[[ Exercise passage, beginning ]]
ACAR: Adaptive Complexity Routing for Multi-Model Ensembles with Auditable Decision Traces
New routing system uses self-consistency variance to avoid costly full ensembling on 54.2% of tasks.
A new research paper introduces ACAR (Adaptive Complexity and Attribution Routing), a framework for intelligently routing tasks across multiple large language models to optimize performance and cost. Developed by researcher Ramchand Kumaresan and tested on 1,510 tasks across four benchmarks (MathArena, Reasoning Gym, LiveCodeBench, and SuperGPQA), ACAR uses self-consistency variance (sigma) computed from just three probe samples to determine whether to use single-model, two-model, or three-model execution. The system runs on TEAMLLM, a deterministic execution substrate that provides complete, auditable decision traces for all 7,550 experimental runs.
The results show ACAR achieved 55.6% accuracy using Claude Sonnet 4, GPT-4o, and Gemini 2.0 Flash, outperforming a two-model baseline (54.4%) while avoiding the computational expense of full three-model ensembling on 54.2% of tasks. The research also documents critical negative findings: retrieval augmentation reduced accuracy by 3.4 percentage points due to poor semantic alignment, and the 'agreement-but-wrong' failure mode—where models confidently agree on incorrect answers—creates an intrinsic accuracy ceiling approximately eight percentage points below full ensembling. These findings establish falsifiable baselines for future work on practical multi-model systems that require both efficiency and auditability.
[[ Exercise passage, end ]]
[[ Records, beginning ]]
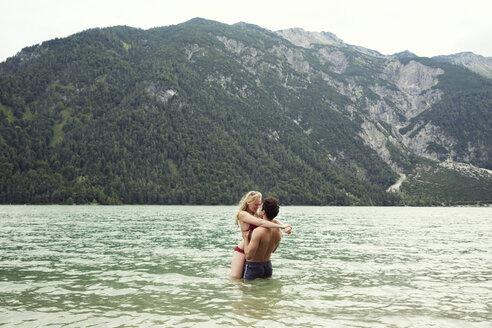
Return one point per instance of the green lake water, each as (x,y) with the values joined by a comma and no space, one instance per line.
(167,266)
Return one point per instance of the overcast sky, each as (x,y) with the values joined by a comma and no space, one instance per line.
(425,27)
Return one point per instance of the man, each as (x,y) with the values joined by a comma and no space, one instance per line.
(262,244)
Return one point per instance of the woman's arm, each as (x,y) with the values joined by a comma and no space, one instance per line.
(248,218)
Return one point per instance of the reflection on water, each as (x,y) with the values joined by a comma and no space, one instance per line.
(149,266)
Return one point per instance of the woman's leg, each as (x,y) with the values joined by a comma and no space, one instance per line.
(237,263)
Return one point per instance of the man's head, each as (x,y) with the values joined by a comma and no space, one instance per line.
(270,206)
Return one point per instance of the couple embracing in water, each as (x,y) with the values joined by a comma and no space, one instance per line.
(261,236)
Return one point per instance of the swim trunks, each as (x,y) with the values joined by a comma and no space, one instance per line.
(253,270)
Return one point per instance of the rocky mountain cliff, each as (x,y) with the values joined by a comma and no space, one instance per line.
(202,111)
(476,63)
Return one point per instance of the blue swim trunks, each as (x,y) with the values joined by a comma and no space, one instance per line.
(253,270)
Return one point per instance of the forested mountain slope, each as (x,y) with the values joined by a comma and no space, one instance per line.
(200,112)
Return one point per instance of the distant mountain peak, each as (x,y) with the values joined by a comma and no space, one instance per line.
(306,39)
(403,54)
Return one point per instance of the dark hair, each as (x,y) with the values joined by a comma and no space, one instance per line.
(270,206)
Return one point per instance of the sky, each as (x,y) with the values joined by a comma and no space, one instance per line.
(425,27)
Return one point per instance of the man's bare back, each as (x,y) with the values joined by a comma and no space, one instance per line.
(268,241)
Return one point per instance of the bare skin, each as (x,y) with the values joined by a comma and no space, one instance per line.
(263,243)
(245,219)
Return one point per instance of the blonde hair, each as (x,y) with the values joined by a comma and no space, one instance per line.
(247,199)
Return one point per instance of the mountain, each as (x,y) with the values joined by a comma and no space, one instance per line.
(476,63)
(200,112)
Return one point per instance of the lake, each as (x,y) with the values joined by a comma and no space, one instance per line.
(167,266)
[[ Records, end ]]
Required tasks
A - Name every benchmark on which the ACAR routing article says the framework was tested.
B - Carry on the ACAR routing article from its final sentence.
The data is separate material from the ACAR routing article.

Responses for each task
A - MathArena, Reasoning Gym, LiveCodeBench, SuperGPQA

B -
- Achieved 55.6% accuracy across 1,510 benchmark tasks using Claude, GPT-4o, and Gemini
- Avoided full three-model ensembling on 54.2% of tasks using sigma-based routing
- Documented critical failure modes: retrieval hurt accuracy by 3.4% and 'agreement-but-wrong' creates accuracy ceiling
Why It Matters
Provides a practical framework for building cost-effective, auditable multi-AI systems while documenting what techniques actually fail in production.